◆ **Source excerpt**:

Our afternoon included a guided detailed campus tour including the McCormick-Tribune Campus Center by Rem Koolhaas, State Street Village (new dorms) by Helmut Jahn, the Commons, Robert F. Carr Memorial Chapel of St. Savior, and S. R. Crown Hall all by Ludwig Mies van der Rohe.
Then we met in the Galvin Library/IIT Archives, where Catherine led a "show and tell" about the Institute of Design collection in the Archives. We enjoyed seeing and touching some of the many amazing and rare objects in the collection, including early photographs, original student projects, vintage publications, artwork and more, from the very early days of the New Bauhaus / Institute of Design.
The day ended with fellowship and a delicious dinner at Panang Restaurant in nearby Chinatown.
- click any photo for a larger view -

The News Sun newspaper article and interview with Gary Gand:
Modernism passion
Couple helps found
appreciation society for once-popular design
STAFF WRITER
RIVERWOODS Even Chicagoans who aren't up on their schools
of architecture know a Modern design when they see it, even if they aren't
quite sure what they're seeing.
Or, as Gary Gand of Riverwoods sums up
Modernism, "So much of it is here, but people aren't aware of it."
For starters, there are the big two the
John Hancock Center and the Sears Tower, steel exterior-framed giants designed
in the spirit of Ludwig Mies van der Rohe, the Modernist legend who coined the
defining term "less is more."
There are also McCormick Place on the
lakefront and Marina City on the Chicago River. Downtown commuters know the
stoic Daley Center and Dirksen Federal Building, and travelers have passed
through O'Hare's atrium-like United Airlines Terminal.
Closer to home, there's the Johnson Wax tower
in Racine, which was designed by Frank Lloyd Wright in 1936. In Highland Park,
the North Shore Sanitary District water tower on Cary Avenue has a Modern
design that earned it a spot on the National Register of Historic Places.
Modern
furniture
But Modernism is literally all around the
Postwar American landscape, from the contoured furniture in our dens to the
stainless-steel appliances in our kitchens to the pole lamps in our living
rooms. In fact, suburban tract housing in general is defined as an example of
Modernism.
Gand and his wife Joan are not only
aficionados of Modern architecture and design, but they're looking to share
that passion with the world. Along with Joe Kunkel of Olympia Fields, the Gands
founded Chicago Bauhaus & Beyond, a non-profit organization devoted to
examination, discussion and preservation of Modernist homes, furnishings and
works of art.
Speaking from his Riverwoods home itself a
prime example of mid-20th century Modern architecture Gand said he hopes CBB
can, in part, become to Modernism what organizations like the Frank Lloyd
Wright Building Conservancy became for aging Prairie Style homes.
"The Frank Lloyd Wright folks have built
an awareness of the Wright homes, and they've saved them. Now, you can't touch
one of those things, and they're going to be here forever," said Gand, who
bemoans the "warped sense of time in America" that leads to teardowns
rather than restorations.

[Saved entries]
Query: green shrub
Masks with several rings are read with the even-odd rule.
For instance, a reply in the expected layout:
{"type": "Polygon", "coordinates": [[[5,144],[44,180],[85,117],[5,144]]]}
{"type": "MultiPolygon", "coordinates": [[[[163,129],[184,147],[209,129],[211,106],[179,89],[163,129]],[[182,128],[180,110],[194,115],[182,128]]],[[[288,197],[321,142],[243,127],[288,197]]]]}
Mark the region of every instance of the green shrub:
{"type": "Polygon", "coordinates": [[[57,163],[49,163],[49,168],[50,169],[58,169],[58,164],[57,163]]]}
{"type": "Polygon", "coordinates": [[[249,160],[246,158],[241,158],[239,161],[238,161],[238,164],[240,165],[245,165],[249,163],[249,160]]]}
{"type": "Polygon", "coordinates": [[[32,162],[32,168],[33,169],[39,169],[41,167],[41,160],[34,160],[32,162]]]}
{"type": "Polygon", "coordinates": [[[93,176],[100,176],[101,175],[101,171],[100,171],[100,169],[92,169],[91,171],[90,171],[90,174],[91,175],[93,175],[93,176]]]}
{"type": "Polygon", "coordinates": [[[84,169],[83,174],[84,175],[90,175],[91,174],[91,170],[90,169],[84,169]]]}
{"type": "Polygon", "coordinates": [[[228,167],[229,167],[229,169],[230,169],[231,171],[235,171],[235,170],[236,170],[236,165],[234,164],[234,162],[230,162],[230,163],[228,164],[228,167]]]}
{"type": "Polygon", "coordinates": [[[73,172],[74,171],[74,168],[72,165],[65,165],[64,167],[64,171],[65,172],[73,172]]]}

◆ **Parts of the exercise**:
1. Print the part of the Modernism excerpt from "Then we met" to "what they're seeing.".
2. Move the polygon outlines in the records by adding -62 to every coordinate in the answers, and give all the lines of the records again, requests included. Leave the requests and their format samples unchanged.
The text and the records are unrelated to each other.

◆ **Expected outputs**:
1.
Then we met in the Galvin Library/IIT Archives, where Catherine led a "show and tell" about the Institute of Design collection in the Archives. We enjoyed seeing and touching some of the many amazing and rare objects in the collection, including early photographs, original student projects, vintage publications, artwork and more, from the very early days of the New Bauhaus / Institute of Design.
The day ended with fellowship and a delicious dinner at Panang Restaurant in nearby Chinatown.
- click any photo for a larger view -

The News Sun newspaper article and interview with Gary Gand:
Modernism passion
Couple helps found
appreciation society for once-popular design
STAFF WRITER
RIVERWOODS Even Chicagoans who aren't up on their schools
of architecture know a Modern design when they see it, even if they aren't
quite sure what they're seeing.

2.
Query: green shrub
Masks with several rings are read with the even-odd rule.
For instance, a reply in the expected layout:
{"type": "Polygon", "coordinates": [[[5,144],[44,180],[85,117],[5,144]]]}
{"type": "MultiPolygon", "coordinates": [[[[163,129],[184,147],[209,129],[211,106],[179,89],[163,129]],[[182,128],[180,110],[194,115],[182,128]]],[[[288,197],[321,142],[243,127],[288,197]]]]}
Mark the region of every instance of the green shrub:
{"type": "Polygon", "coordinates": [[[-5,101],[-13,101],[-13,106],[-12,107],[-4,107],[-4,102],[-5,101]]]}
{"type": "Polygon", "coordinates": [[[187,98],[184,96],[179,96],[177,99],[176,99],[176,102],[178,103],[183,103],[187,101],[187,98]]]}
{"type": "Polygon", "coordinates": [[[-30,100],[-30,106],[-29,107],[-23,107],[-21,105],[-21,98],[-28,98],[-30,100]]]}
{"type": "Polygon", "coordinates": [[[31,114],[38,114],[39,113],[39,109],[38,109],[38,107],[30,107],[29,109],[28,109],[28,112],[29,113],[31,113],[31,114]]]}
{"type": "Polygon", "coordinates": [[[22,107],[21,112],[22,113],[28,113],[29,112],[29,108],[28,107],[22,107]]]}
{"type": "Polygon", "coordinates": [[[166,105],[167,105],[167,107],[168,107],[169,109],[173,109],[173,108],[174,108],[174,103],[172,102],[172,100],[168,100],[168,101],[166,102],[166,105]]]}
{"type": "Polygon", "coordinates": [[[11,110],[12,109],[12,106],[10,103],[3,103],[2,105],[2,109],[3,110],[11,110]]]}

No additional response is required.